_Task instructions_: Repeat every line of the data exactly, but not the pictures.

_Records to use_:
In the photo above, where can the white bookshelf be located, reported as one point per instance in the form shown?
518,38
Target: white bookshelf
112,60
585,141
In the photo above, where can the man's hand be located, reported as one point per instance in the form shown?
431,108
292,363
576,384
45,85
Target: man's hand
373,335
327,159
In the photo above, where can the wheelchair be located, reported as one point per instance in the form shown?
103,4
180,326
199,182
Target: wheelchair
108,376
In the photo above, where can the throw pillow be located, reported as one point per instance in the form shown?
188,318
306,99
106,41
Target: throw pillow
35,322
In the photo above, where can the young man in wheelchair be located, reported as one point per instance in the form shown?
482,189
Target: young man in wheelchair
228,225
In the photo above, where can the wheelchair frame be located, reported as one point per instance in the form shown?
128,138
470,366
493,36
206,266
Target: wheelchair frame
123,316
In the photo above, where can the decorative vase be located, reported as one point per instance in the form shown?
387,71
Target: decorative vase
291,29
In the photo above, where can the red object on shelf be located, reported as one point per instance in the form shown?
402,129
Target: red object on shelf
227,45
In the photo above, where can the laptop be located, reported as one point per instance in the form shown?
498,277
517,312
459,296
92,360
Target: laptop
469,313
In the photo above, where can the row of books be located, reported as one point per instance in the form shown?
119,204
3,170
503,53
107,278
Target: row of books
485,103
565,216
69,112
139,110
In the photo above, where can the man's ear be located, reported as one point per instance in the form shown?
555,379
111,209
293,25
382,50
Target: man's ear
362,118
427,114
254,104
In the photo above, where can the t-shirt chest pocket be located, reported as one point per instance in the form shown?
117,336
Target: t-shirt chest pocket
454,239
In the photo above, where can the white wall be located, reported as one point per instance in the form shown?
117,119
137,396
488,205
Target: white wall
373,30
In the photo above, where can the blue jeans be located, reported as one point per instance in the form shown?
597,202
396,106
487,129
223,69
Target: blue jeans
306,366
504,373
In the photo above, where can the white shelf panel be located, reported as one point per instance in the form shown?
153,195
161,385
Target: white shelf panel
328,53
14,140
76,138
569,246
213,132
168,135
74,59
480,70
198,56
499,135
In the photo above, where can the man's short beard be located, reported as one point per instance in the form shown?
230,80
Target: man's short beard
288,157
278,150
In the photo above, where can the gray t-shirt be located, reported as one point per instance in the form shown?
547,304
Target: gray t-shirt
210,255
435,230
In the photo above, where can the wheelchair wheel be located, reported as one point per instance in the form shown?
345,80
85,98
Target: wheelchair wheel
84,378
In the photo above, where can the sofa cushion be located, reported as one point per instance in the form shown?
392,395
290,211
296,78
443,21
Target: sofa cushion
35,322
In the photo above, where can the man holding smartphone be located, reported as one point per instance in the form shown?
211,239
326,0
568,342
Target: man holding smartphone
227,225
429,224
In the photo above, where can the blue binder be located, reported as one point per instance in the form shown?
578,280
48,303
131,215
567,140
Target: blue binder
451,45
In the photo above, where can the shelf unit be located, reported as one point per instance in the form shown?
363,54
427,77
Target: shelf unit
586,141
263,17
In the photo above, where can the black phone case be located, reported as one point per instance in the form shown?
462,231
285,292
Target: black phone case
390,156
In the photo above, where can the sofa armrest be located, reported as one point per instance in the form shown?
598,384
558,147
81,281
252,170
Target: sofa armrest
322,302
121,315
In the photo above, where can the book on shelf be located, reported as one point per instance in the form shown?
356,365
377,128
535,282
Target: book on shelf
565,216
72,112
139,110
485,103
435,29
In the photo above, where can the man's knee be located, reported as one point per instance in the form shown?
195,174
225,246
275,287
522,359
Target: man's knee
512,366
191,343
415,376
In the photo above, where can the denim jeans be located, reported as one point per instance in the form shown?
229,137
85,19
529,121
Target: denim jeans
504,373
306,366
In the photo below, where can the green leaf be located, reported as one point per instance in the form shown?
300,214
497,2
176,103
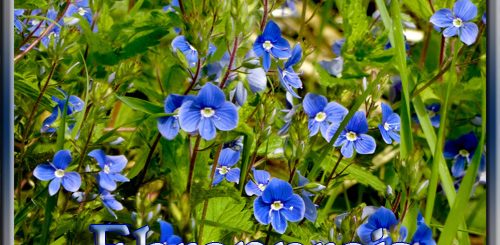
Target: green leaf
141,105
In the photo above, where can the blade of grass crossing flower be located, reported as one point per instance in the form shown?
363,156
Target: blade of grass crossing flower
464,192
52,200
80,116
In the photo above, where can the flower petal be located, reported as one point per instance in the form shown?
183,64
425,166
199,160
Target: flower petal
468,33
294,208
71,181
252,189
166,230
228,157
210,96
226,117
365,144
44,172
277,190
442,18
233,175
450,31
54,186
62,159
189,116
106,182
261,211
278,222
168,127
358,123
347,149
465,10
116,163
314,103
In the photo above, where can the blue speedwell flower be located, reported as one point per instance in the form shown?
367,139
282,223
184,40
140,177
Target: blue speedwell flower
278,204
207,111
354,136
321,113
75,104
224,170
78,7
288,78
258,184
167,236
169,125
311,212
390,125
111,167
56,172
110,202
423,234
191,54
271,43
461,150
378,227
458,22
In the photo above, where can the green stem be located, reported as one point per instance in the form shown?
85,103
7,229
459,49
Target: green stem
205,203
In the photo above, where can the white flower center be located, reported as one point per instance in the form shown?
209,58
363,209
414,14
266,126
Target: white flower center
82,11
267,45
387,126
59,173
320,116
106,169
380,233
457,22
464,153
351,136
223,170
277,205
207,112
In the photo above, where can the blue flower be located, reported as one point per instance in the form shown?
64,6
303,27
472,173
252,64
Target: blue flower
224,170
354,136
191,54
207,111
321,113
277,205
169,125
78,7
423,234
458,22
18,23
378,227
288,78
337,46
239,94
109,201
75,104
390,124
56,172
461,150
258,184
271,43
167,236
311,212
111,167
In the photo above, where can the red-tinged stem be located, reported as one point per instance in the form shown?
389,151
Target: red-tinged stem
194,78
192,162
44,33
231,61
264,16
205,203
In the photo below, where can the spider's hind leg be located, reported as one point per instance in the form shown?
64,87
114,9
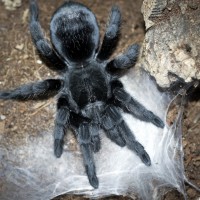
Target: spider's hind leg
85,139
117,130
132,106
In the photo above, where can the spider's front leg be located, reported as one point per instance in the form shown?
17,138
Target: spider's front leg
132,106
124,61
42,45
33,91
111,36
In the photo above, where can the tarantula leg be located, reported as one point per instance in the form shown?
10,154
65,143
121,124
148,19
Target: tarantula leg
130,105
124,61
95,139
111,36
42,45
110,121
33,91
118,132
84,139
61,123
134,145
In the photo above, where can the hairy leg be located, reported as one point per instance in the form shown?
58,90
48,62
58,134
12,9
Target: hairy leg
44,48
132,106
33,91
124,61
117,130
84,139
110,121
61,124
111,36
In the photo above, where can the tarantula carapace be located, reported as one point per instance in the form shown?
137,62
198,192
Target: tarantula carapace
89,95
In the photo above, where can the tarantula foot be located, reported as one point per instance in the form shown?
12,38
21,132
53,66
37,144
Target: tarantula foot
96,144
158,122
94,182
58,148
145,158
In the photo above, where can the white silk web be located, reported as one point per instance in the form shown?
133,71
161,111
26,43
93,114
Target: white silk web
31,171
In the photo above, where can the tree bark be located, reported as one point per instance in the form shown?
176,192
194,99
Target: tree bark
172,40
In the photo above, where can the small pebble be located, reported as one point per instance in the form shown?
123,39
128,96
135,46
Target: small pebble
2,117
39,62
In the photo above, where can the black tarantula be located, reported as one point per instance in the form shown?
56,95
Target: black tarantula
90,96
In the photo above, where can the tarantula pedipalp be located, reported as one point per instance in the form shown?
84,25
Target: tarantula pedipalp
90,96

_Output of the exercise_:
In the photo above, where can the white bookshelf be located, reported as one point per instance in the form shown?
518,38
Target: white bookshelf
112,60
585,141
In the photo above, where can the man's hand be located, reported as one point per instance in the form shown?
431,108
292,363
576,384
45,85
Target: man's hand
373,335
327,159
In the photo above, where can the wheelchair be located, reported as one point per instance in the form shown?
103,4
180,326
199,182
Target: wheelchair
108,376
In the photo above, where can the throw pillow be located, reported as one point per instance in the form shown?
188,318
306,99
106,41
Target: throw pillow
35,322
In the photo above, where can the young man in wheelchair be located, reported as one point per instance in the form shown?
482,189
Target: young man in wheelchair
228,225
In the photo above, where can the wheelchair frame be located, reported as one point per instance in the form shown?
128,138
470,366
493,36
206,266
Target: wheelchair frame
123,316
In the photo above, where can the decorative vase be located, reported as one point per instance in the form shown?
387,71
Target: decorative vase
291,29
In the photo above, where can the red object on shelf be located, reported as one point per instance in the form shown?
402,129
Target: red object on shelf
227,45
In the photo above, where can the laptop be located, reported as one point per instance in the form shown?
498,277
517,312
459,296
92,360
Target: laptop
469,313
In the photo above, where can the row of books be located, reported as one point per instance in the form shown?
119,204
3,170
503,53
107,278
Target: row of books
485,103
565,216
69,112
139,110
In the photo above, where can the man's ear be located, reported as one point per instance in the form shown?
555,379
111,209
293,25
382,50
Target: man's ear
362,118
427,114
254,104
In the photo above, where can the t-shirt chest pocket be located, reported as one point per instance in the form shown?
117,336
Target: t-shirt chest pocket
454,239
In the photo above, where can the white wall be located, reported as one point per instance in the form shown?
117,119
137,396
488,205
Target: white wall
373,30
In the photo above, where can the blue jeans be located, reported as one point per instance in the form shown?
597,202
396,106
487,129
223,69
Target: blue jeans
306,366
504,373
In the photo above, where can the white shelf panel be located, reported as one point per instance in the form shown?
153,195
161,385
Target: white shelf panel
328,53
14,140
76,138
569,246
213,132
168,135
74,59
480,70
198,56
499,135
In the photo above, where can the man's short beard be located, reported as one point per instance in the form shown?
230,80
Target: man's short beard
288,157
278,150
In the photo above, where can the gray t-shirt be located, reported as one point per instance in the form shown?
547,304
Target: gray t-shirt
210,255
435,230
In the photo above, where can the wheelchair wheel be located, reported as one point per instance in the form shown?
345,80
85,98
Target: wheelchair wheel
84,378
In the photo above, where can the sofa cushion be located, reported as one point per instance in the form shown?
392,395
290,211
296,78
443,21
Target: sofa cushion
35,322
In the photo above, where can the man holding smartphone be located, reported as one point per instance in the form shown?
211,239
326,0
568,342
Target: man holding smartphone
227,225
429,224
In the photo above, where can the blue binder be located, reported as one point per instance in the form shown?
578,280
48,303
131,215
567,140
Target: blue binder
451,45
In the photo above, where can the shelf unit be located, reported as one point per instance in the form shown?
363,54
427,77
Target: shelf unit
586,141
263,17
In the photo above, where can the black phone case be located, reported as one point per instance in the form shown?
462,231
285,292
Target: black phone case
390,156
In the photo above, where can the sofa armrest be located, reported as one point per instance in the form shown?
598,384
558,147
81,281
252,170
Target: sofa armrest
322,302
121,315
In the photo above, where can the book on shelf be located, reported as one point per instance in the form shown?
356,365
377,128
535,282
Target: book on shelf
565,216
72,112
139,110
485,103
435,29
In the photo above, where can the man's knee be located, reported as one point per instance in the form shown?
195,174
225,246
275,287
522,359
Target: man's knee
512,366
191,343
415,376
In the photo above, where can the denim jeans be located, reported as one point per instance in the form shown?
229,137
85,19
529,121
Target: denim jeans
504,373
306,366
In the photo below, where can the green leaf be located, reported as one point per instance in the form shown?
300,214
497,2
176,103
Target: green leaf
141,105
In the photo above, where can the blade of grass crossing flower be located, reported as one point per instance in the form shown?
363,156
Target: blade of grass crossing flower
464,192
52,200
80,116
In the photo above, where can the flower petal be located, reported as one point per instance in the form shown?
183,64
425,166
199,160
Target: flower petal
468,33
294,208
71,181
252,189
166,230
228,157
210,96
226,117
365,144
44,172
277,190
442,18
233,175
450,31
54,186
62,159
189,116
106,182
261,211
278,222
168,127
358,123
347,149
465,10
116,163
314,103
In the photo above, where can the blue speedwell flower be located, reported as one point per instance in the form shown?
367,139
282,223
184,40
140,177
Target: blue speedwell flower
278,204
207,111
354,136
321,113
75,104
224,170
78,7
288,78
258,184
167,236
169,125
311,212
390,125
111,167
56,172
110,202
423,234
191,54
271,43
461,150
378,227
458,22
In the photo above, where can the green stem be located, reported as one point per instance in the form shown?
85,103
7,229
459,49
Target: green stem
205,203
In the photo above, where can the white flower center be located, reported as one point per instance in the form shown?
209,58
363,209
414,14
266,126
Target: white flower center
82,11
267,45
387,126
59,173
320,116
106,169
380,233
457,22
464,153
351,136
223,170
277,205
207,112
In the photo above, where can the blue flower be located, reported as one point per instance in the form shown?
64,6
303,27
472,173
252,64
Target: blue flower
224,170
354,136
191,54
207,111
321,113
277,205
169,125
78,7
423,234
458,22
18,23
378,227
288,78
337,46
239,94
109,201
75,104
390,124
56,172
461,150
258,184
271,43
167,236
311,212
111,167
In the photo above, where can the red-tinged stem be located, reported as one point per instance in the form shown?
389,151
Target: red-tinged stem
194,78
192,162
44,33
231,61
264,16
205,203
In the photo below, where can the spider's hind leg be located, reported as one point per instance in the form shown?
64,87
114,9
Target: spider's hind leg
85,139
117,130
132,106
In the photo above, where can the spider's front leg be located, reported as one point per instance in the form shown?
17,138
Target: spider's front leg
132,106
124,61
42,45
33,91
111,36
In the photo above, where can the tarantula leg be located, reported as one point per instance in the form shown?
10,154
65,143
121,124
148,19
Target: tarantula leg
130,105
124,61
95,139
111,36
42,45
110,121
33,91
118,132
84,139
61,123
134,145
In the photo above, where can the hairy leg be located, reported as one point per instance in the form shown?
58,90
48,62
58,134
12,9
Target: hairy leg
44,48
132,106
33,91
124,61
117,130
84,139
110,121
61,124
111,36
In the photo above, where can the tarantula carapace be located, reported as one point per instance in the form shown?
137,62
198,192
Target: tarantula carapace
89,95
In the photo above, where can the tarantula foot be located, reported as one point per instance in the form shown?
12,38
21,132
53,66
37,144
Target: tarantula foot
96,144
158,122
94,182
58,148
145,158
In the photo above, where can the white silk web be located, reported as one point per instance in the form shown?
133,71
161,111
26,43
93,114
Target: white silk web
31,171
In the photo above, where can the tree bark be located, reported as one point per instance in the form shown?
176,192
194,99
Target: tree bark
172,40
In the photo above, where can the small pebble be located, reported as one point per instance in the form shown?
123,39
128,96
135,46
Target: small pebble
2,117
39,62
In the photo above, where can the black tarantula be located, reported as one point per instance in the form shown?
56,95
Target: black tarantula
90,96
In the photo above, where can the tarantula pedipalp be located, reported as one point per instance in the form shown?
84,25
Target: tarantula pedipalp
90,96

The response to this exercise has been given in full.